▶ DATA SECTION:
>>>
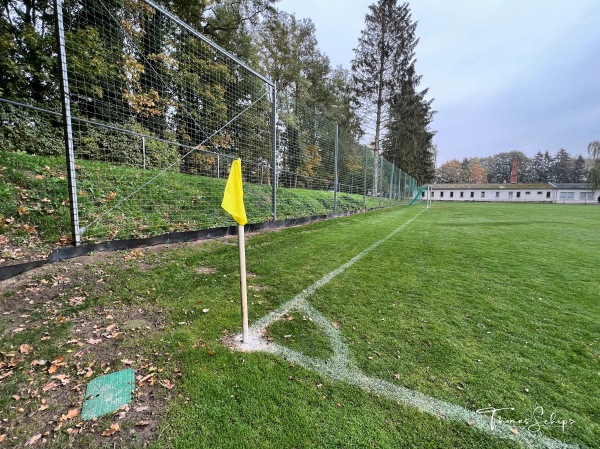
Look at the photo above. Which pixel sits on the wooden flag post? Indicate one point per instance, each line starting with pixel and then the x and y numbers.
pixel 243 289
pixel 233 202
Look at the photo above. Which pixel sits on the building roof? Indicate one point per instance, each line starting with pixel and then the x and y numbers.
pixel 517 186
pixel 571 185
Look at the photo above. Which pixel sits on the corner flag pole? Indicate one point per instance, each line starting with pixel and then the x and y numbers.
pixel 233 203
pixel 243 289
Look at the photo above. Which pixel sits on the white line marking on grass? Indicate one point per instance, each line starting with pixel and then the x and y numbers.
pixel 340 366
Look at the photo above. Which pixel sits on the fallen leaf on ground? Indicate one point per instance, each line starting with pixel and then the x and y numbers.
pixel 70 414
pixel 34 439
pixel 49 386
pixel 114 428
pixel 167 384
pixel 25 348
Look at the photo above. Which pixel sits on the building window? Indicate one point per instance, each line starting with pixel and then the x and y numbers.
pixel 567 195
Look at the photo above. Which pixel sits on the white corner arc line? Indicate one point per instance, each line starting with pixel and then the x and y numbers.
pixel 340 367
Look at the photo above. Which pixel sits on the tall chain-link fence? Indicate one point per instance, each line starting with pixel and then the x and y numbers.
pixel 150 115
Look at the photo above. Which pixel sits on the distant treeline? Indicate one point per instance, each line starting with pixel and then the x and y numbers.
pixel 543 167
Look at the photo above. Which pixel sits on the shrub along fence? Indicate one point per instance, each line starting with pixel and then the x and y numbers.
pixel 150 114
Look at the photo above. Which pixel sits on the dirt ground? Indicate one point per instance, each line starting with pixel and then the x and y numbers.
pixel 53 342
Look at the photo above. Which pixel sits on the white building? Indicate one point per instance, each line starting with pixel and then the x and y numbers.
pixel 571 193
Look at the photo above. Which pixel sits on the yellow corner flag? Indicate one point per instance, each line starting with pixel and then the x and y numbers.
pixel 233 197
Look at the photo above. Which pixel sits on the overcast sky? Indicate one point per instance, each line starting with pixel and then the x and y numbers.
pixel 505 74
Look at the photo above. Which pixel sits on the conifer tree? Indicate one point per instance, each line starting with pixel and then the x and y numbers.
pixel 384 53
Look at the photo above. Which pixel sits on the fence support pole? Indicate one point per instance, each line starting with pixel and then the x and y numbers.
pixel 335 170
pixel 68 127
pixel 274 161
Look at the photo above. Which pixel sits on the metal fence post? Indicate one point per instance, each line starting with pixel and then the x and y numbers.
pixel 335 170
pixel 144 152
pixel 274 162
pixel 68 127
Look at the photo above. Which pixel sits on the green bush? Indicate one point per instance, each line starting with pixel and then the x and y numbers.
pixel 23 129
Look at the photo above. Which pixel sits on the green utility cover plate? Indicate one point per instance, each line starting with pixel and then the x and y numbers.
pixel 105 394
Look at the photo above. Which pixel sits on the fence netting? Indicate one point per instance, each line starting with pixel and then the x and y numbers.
pixel 159 112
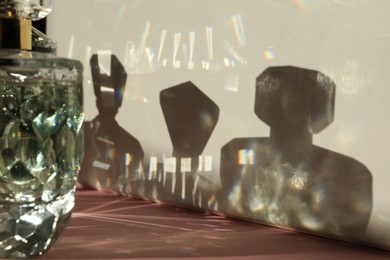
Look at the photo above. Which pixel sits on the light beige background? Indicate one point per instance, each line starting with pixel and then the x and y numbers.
pixel 349 40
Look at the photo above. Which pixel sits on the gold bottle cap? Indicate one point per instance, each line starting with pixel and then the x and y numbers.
pixel 15 34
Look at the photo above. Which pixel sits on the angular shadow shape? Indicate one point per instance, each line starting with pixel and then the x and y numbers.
pixel 285 180
pixel 112 157
pixel 191 117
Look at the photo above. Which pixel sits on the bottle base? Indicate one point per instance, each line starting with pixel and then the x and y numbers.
pixel 28 230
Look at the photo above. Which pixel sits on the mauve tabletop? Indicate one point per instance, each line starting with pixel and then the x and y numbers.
pixel 109 226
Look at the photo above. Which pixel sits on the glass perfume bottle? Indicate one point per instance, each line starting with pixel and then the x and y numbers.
pixel 41 116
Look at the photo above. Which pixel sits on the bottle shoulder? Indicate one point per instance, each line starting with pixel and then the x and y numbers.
pixel 31 59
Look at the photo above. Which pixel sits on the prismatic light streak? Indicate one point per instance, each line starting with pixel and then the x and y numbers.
pixel 192 45
pixel 239 30
pixel 162 43
pixel 176 44
pixel 209 37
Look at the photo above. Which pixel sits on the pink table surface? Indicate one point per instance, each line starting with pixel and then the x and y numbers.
pixel 108 226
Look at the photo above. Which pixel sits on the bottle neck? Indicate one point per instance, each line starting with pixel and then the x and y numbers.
pixel 15 34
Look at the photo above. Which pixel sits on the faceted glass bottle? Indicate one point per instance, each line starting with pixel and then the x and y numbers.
pixel 41 116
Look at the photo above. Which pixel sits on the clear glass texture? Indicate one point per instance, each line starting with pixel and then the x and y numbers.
pixel 27 9
pixel 41 144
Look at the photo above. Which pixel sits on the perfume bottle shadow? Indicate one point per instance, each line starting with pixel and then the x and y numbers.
pixel 191 117
pixel 112 156
pixel 285 180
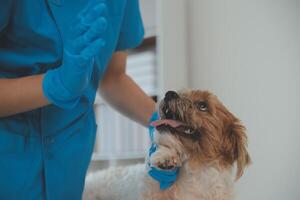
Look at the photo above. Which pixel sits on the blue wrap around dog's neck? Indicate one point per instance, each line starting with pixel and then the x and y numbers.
pixel 166 178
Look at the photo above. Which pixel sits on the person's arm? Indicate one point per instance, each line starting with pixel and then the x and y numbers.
pixel 120 91
pixel 21 94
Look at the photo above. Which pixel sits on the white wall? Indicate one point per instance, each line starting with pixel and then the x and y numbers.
pixel 172 53
pixel 248 53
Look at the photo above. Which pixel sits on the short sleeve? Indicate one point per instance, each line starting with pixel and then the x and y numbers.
pixel 132 29
pixel 5 11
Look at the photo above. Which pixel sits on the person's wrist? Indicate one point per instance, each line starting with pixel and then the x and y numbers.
pixel 154 117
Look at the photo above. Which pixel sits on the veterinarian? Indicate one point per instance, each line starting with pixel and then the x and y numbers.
pixel 53 55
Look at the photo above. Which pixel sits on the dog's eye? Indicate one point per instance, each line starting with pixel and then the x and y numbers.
pixel 202 105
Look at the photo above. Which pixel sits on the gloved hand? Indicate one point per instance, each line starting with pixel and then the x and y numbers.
pixel 166 178
pixel 63 86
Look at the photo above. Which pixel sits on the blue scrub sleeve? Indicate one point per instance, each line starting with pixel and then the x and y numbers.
pixel 132 29
pixel 64 86
pixel 5 11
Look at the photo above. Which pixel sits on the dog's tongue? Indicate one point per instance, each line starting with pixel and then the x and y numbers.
pixel 170 122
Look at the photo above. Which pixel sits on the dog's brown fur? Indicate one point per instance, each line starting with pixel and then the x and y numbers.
pixel 223 139
pixel 205 162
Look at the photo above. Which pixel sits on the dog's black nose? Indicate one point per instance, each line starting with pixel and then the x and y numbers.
pixel 171 95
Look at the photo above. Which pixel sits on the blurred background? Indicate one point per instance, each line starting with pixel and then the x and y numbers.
pixel 245 51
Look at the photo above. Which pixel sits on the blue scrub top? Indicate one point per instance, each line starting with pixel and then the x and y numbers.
pixel 44 153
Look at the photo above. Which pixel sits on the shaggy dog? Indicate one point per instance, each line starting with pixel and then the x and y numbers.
pixel 196 133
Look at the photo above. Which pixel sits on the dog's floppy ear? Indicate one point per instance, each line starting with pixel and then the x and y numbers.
pixel 235 146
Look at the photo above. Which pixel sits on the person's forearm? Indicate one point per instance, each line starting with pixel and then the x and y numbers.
pixel 21 94
pixel 124 95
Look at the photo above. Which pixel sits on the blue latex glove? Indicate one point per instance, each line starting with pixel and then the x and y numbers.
pixel 64 86
pixel 166 178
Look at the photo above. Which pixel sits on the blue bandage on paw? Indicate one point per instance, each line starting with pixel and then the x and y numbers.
pixel 166 178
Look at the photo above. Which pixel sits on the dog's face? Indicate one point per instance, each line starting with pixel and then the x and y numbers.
pixel 205 128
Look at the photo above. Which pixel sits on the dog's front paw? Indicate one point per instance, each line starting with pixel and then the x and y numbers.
pixel 165 159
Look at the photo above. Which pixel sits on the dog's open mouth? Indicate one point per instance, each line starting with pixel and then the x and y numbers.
pixel 175 126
<<<
▶ GOAL OF THE EXERCISE: Copy out the line holding "the person's forearm?" along with all lines after it through the end of the entries, exactly and only these.

▶ SOLUTION TO THE PROBLEM:
Look at the photo above. Which pixel sits on the person's forearm? Indicate one point per instance, each line starting with pixel and then the x and y numbers.
pixel 21 94
pixel 124 95
Look at the photo above. Which pixel sits on the blue latex glove? Indicate one point per instance, each line starting with pixel and then the x and y numbers.
pixel 64 86
pixel 166 178
Look at the photo above. Which pixel sits on the blue bandage on paw? Indicate one point per instance, each line starting with pixel and then the x and y numbers.
pixel 166 178
Look at the photo above. Which pixel sits on the dog's face? Indicate one point per instance, each line starting with pixel and then the x and y numbers.
pixel 205 128
Look at the photo above. Which pixel sits on the dog's front paw? Indicate one point per instance, each line starting with pixel and then the x and y numbers.
pixel 165 159
Look at the photo above. Which pixel sits on the dog's open mouth? Indicate one point per instance, each line starting with pixel and then the x and y numbers.
pixel 175 126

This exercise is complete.